→ **WHAT IS NEEDED**: Update the stretch from the line containing "Thank you for the photo. Could you point to the black" through the line containing "column 314, row 428" by replacing "sneaker" with "running shoe" and leaving everything else unchanged. Give back only those lines.

→ **GIVEN DATA**:
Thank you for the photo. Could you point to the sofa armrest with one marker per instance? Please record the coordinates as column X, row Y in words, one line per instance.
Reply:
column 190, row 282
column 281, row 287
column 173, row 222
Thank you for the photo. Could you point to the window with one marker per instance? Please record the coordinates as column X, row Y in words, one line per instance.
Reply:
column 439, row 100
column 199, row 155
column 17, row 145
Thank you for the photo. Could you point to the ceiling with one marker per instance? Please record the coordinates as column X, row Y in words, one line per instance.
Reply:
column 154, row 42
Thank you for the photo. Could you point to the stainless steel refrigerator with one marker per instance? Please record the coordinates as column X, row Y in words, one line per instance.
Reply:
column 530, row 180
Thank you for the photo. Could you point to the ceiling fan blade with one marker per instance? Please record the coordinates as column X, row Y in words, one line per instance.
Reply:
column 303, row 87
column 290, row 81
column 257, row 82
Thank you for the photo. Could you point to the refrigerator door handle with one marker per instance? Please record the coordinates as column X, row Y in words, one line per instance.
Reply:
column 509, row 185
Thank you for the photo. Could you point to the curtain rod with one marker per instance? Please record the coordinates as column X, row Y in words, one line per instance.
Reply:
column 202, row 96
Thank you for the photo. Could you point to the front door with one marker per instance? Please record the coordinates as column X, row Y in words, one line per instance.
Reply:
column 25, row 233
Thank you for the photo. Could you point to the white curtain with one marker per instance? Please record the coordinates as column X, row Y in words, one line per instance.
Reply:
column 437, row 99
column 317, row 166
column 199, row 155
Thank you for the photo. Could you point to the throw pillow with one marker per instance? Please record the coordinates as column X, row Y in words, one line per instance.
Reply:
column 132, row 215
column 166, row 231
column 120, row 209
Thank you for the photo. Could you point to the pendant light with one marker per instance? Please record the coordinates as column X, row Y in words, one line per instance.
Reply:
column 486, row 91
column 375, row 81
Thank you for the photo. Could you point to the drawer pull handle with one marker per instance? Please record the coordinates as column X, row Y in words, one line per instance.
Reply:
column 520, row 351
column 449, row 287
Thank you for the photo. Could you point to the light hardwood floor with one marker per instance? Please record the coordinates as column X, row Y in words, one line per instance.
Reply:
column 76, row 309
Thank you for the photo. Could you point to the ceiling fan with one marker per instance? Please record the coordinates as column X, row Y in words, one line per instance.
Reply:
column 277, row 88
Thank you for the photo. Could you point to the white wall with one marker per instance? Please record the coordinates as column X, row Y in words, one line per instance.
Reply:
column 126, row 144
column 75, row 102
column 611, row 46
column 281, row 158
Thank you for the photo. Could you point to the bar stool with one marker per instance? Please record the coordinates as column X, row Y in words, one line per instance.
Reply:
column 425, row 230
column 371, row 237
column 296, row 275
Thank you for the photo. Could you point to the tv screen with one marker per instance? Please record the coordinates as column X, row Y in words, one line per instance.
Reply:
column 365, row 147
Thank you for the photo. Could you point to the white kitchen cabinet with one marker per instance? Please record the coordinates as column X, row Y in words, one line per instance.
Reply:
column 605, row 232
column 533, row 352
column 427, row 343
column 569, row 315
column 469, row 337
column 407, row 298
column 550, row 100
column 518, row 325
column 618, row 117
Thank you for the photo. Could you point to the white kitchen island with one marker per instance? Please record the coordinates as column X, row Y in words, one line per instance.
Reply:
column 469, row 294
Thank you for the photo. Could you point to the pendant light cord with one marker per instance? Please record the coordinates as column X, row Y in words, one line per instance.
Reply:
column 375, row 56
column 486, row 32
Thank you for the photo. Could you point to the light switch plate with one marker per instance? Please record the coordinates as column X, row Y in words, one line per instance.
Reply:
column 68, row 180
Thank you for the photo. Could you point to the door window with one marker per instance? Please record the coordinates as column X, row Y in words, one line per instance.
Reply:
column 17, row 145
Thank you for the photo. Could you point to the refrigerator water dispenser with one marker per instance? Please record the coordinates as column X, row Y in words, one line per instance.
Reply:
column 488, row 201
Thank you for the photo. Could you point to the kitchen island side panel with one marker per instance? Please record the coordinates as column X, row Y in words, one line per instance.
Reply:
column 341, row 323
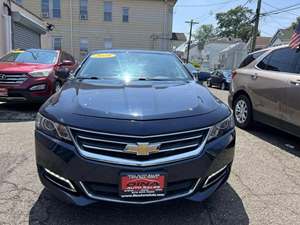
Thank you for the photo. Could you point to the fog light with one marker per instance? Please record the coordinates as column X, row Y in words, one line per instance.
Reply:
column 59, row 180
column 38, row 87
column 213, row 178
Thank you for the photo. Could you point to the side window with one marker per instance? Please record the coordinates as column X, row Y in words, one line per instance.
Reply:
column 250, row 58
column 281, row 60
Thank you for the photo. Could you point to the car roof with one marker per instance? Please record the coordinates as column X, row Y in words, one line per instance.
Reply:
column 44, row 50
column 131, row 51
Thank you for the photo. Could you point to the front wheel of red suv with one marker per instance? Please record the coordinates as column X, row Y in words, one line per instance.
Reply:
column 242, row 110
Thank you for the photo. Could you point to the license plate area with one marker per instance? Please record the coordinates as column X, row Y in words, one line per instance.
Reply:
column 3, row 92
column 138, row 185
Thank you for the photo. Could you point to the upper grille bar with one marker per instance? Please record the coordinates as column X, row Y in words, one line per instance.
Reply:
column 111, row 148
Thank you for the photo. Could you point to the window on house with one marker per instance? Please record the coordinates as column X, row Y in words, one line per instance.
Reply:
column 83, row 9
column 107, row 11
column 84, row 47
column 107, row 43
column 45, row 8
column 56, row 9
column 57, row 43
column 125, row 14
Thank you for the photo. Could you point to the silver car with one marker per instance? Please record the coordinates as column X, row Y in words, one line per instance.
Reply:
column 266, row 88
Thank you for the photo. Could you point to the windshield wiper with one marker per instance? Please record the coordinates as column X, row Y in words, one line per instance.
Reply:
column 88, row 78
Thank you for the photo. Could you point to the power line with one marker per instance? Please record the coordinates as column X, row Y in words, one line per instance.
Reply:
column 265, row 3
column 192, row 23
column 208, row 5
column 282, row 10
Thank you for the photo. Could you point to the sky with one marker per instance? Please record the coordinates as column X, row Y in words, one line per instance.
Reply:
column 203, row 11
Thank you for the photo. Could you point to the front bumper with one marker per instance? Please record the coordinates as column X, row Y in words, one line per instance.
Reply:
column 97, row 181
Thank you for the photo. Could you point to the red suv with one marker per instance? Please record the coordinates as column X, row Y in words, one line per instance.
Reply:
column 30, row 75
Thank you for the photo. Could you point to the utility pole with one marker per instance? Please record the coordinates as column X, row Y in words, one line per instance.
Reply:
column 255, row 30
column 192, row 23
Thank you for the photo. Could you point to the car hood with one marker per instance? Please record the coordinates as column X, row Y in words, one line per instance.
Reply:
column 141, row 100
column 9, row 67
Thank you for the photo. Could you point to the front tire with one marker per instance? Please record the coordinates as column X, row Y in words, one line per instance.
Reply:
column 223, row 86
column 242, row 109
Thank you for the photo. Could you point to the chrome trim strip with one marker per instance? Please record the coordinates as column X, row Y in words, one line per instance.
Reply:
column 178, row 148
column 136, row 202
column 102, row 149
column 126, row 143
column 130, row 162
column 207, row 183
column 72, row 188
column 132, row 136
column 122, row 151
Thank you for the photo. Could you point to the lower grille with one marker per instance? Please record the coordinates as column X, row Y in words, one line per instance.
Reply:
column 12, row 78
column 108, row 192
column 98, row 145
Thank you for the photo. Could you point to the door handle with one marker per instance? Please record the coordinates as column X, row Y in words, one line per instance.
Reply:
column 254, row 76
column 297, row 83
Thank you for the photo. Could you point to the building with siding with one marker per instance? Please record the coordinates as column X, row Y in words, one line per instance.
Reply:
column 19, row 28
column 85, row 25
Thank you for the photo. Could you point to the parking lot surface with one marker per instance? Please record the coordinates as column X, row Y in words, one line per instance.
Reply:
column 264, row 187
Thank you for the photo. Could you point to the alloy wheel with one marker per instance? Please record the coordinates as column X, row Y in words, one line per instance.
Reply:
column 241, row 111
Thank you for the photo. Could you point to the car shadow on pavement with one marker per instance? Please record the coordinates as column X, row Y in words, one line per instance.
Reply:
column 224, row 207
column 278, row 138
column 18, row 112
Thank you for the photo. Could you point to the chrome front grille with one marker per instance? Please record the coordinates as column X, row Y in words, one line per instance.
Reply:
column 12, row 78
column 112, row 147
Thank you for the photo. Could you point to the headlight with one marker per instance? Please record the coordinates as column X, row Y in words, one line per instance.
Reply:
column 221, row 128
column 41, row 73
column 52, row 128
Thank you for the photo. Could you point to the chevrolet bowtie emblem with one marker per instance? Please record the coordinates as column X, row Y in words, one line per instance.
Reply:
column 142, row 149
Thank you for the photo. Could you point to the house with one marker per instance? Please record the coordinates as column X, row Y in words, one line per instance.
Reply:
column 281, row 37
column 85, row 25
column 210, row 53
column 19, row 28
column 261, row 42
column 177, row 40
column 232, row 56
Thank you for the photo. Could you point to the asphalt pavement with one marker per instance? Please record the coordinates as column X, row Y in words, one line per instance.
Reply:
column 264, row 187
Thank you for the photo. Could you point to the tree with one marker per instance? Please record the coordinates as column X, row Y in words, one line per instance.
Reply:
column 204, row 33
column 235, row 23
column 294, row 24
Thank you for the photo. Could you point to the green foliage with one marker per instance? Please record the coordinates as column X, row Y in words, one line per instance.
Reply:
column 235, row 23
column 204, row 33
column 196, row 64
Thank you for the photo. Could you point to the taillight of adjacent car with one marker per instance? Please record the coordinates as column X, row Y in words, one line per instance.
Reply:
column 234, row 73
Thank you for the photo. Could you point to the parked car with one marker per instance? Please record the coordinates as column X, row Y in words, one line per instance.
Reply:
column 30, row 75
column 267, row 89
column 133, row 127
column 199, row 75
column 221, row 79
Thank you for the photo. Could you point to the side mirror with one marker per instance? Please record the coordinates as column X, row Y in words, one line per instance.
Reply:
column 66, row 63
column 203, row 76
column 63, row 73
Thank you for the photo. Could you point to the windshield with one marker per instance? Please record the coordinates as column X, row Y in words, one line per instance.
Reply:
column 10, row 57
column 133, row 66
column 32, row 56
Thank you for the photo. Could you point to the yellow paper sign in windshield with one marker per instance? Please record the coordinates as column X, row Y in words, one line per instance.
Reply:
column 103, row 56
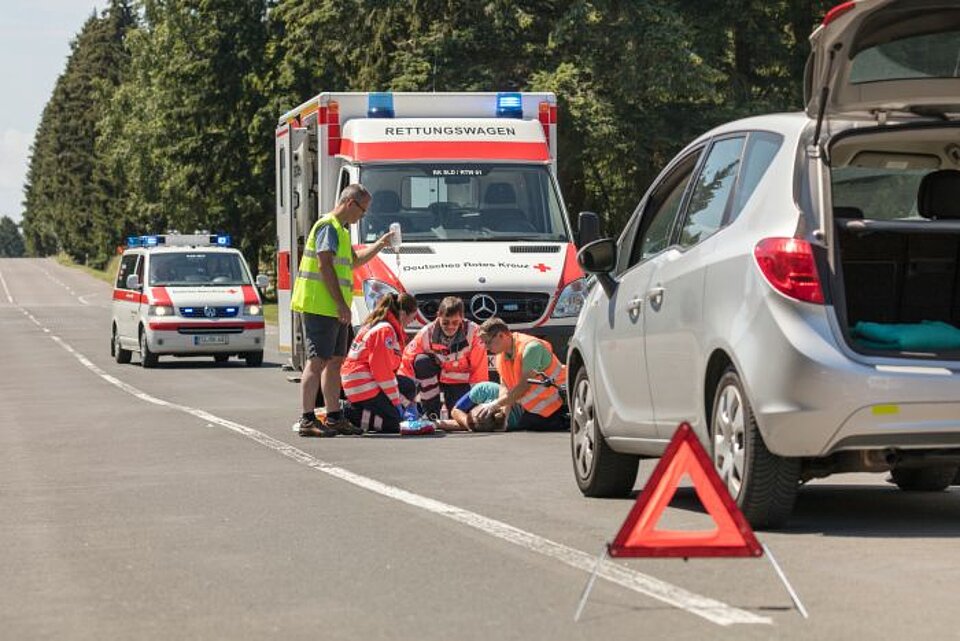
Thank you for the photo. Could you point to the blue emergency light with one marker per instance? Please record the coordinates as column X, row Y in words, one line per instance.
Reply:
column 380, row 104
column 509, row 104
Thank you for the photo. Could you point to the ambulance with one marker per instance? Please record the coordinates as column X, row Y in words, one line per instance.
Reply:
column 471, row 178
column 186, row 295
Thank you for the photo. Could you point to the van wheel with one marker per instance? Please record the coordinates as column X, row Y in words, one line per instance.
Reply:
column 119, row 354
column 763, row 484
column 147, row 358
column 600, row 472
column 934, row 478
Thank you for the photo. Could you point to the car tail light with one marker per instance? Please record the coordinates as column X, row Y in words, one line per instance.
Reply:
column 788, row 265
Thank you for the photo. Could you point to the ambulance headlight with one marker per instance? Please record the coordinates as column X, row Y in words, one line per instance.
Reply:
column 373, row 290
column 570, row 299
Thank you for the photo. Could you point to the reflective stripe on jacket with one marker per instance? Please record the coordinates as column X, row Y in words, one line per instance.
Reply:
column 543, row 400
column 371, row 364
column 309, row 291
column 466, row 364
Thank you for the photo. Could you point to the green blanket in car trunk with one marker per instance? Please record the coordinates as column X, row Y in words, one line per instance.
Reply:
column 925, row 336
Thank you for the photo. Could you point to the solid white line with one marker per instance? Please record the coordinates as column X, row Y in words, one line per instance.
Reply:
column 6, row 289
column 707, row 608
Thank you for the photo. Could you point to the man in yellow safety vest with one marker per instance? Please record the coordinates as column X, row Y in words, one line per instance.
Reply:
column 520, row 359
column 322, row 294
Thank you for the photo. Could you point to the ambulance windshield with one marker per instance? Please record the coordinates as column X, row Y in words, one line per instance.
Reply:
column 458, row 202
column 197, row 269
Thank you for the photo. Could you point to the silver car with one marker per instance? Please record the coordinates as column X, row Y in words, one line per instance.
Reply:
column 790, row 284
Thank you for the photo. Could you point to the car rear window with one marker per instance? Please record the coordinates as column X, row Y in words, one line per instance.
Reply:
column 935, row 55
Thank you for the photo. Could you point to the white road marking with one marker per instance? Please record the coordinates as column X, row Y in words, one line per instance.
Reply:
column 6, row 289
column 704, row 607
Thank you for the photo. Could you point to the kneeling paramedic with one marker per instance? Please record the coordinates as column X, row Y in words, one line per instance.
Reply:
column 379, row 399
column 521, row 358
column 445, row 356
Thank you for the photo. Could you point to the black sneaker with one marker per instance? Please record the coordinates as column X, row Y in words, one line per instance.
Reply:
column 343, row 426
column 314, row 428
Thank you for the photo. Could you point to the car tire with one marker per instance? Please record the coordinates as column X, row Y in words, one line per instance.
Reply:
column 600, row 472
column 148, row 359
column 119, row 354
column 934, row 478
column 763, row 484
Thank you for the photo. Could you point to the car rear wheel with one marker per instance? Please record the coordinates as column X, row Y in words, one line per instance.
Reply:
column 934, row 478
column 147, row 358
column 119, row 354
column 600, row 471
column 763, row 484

→ **WRITTEN ANSWER**:
Thank you for the photo. Could you point to the black running shoe with one marker per instance? Please record the coordinates as column X, row Y in words, one line per instance.
Reply:
column 343, row 426
column 314, row 428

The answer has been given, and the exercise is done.